Source extract
Wed, March 6, 4:15 to 5:45pm, Zoom Rooms, Zoom Room 101

Proposal

Introduction and Research Background

“Performing with teachers” is a performance text (Denzin 1997 & 2003) created through collaborative inquiry between university researchers and teachers from a public primary school in China. While China has encouraged collaboration between university researchers and teachers, the majority of teacher development programs relies on the “acquisition mode,” which may suppress teachers’ agency and hinder their innovative practices (Chen, 2022). Additionally, due to the strong accountability and authoritative culture, teachers often conform to the tasks and ideas delivered by researchers and administrators, with their voices frequently being ignored (Wang & Wong, 2021). Therefore, this study presents embodied narrative as a collaborative inquiry to deconstruct the “expert discourse” and value individual teachers’ knowledge, fostering collaboration in a transformative learning community between teachers and teacher educators.

Excerpted records
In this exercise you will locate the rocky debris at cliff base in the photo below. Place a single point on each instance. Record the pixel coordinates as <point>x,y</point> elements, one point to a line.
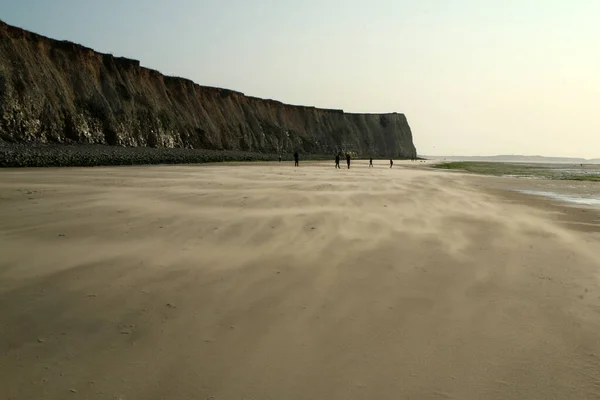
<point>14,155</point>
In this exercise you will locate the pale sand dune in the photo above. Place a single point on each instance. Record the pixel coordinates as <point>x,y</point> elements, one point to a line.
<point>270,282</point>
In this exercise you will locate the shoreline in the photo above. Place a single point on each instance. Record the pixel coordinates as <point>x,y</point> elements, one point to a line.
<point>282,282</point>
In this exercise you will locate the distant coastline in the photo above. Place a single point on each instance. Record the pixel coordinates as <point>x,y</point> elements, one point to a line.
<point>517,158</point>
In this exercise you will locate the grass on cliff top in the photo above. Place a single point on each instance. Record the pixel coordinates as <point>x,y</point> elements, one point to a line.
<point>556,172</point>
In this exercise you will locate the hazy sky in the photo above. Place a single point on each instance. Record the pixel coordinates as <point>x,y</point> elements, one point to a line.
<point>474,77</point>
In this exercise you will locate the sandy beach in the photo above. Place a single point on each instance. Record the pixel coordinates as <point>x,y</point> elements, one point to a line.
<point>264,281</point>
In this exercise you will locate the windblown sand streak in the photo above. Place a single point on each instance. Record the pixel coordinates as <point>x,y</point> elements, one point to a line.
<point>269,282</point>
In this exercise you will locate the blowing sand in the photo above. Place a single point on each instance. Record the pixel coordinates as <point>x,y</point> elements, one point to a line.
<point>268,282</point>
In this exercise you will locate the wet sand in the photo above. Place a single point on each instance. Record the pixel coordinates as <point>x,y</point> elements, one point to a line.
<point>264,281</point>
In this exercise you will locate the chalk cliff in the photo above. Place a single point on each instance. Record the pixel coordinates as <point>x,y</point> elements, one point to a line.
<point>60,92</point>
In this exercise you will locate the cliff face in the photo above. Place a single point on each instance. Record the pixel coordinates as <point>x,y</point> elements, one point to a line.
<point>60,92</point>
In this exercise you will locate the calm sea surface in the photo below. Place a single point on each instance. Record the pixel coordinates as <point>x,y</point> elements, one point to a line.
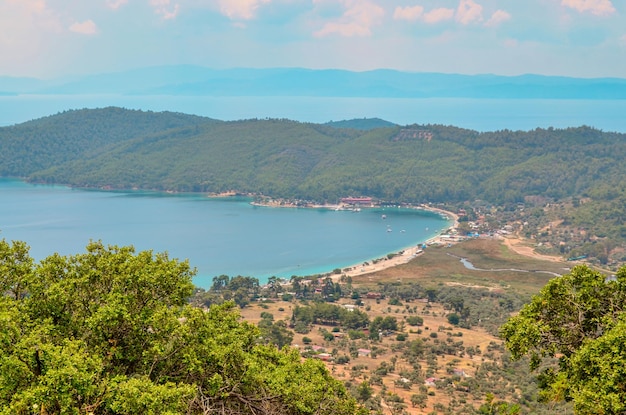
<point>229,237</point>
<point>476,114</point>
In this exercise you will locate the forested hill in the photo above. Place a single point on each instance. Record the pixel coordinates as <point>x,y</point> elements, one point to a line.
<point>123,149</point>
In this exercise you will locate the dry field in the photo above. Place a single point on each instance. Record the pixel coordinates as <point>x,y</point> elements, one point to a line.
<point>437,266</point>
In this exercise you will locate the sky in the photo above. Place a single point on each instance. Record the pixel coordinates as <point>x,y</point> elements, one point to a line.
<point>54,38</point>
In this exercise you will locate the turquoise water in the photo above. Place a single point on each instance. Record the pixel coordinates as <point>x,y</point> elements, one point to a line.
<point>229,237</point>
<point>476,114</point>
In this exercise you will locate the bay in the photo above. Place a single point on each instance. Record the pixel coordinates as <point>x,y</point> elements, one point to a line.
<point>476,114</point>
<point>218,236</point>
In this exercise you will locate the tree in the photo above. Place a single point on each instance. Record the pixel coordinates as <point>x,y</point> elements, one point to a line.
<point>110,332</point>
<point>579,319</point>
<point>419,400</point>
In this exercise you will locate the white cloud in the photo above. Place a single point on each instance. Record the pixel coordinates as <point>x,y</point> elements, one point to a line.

List of tasks
1. Raise every coordinate in the answers by 114 and write out the entries again, covering everything from the line containing "In this exercise you will locate the windblown" down to the line containing "<point>268,282</point>", both ends included.
2. Resume the proposal on collaborative inquiry with teachers in China, starting after its final sentence.

Responses for each task
1.
In this exercise you will locate the windblown sand streak in the photo above. Place a single point on each instance. Record the pixel coordinates as <point>x,y</point> elements, one point to a line.
<point>383,396</point>
In this exercise you will locate the blowing sand in the photo above. Place a single point on each instance. Record the pixel coordinates as <point>x,y</point> elements, one point to a line.
<point>382,396</point>

2.
Research Question and Theoretical Framework

In this performance text, we attempt to explore the positionalities of teachers and teacher educators in the process of embodied narrative. Therefore, this research draws on the theoretical framework of embodied narrative, which is primarily influenced by narrative inquiry for teacher professional development by D. Jean Clandinin (1986 & 2013), Forum Theater by Augusto Boal (1992 & [1979] 2000), performance studies—particularly ethnography as dialogical performance suggested by Dwight Conquergood (2013), and Chinese philosophical thoughts on the equalization of things by Zhuangzi ([1931] 2020).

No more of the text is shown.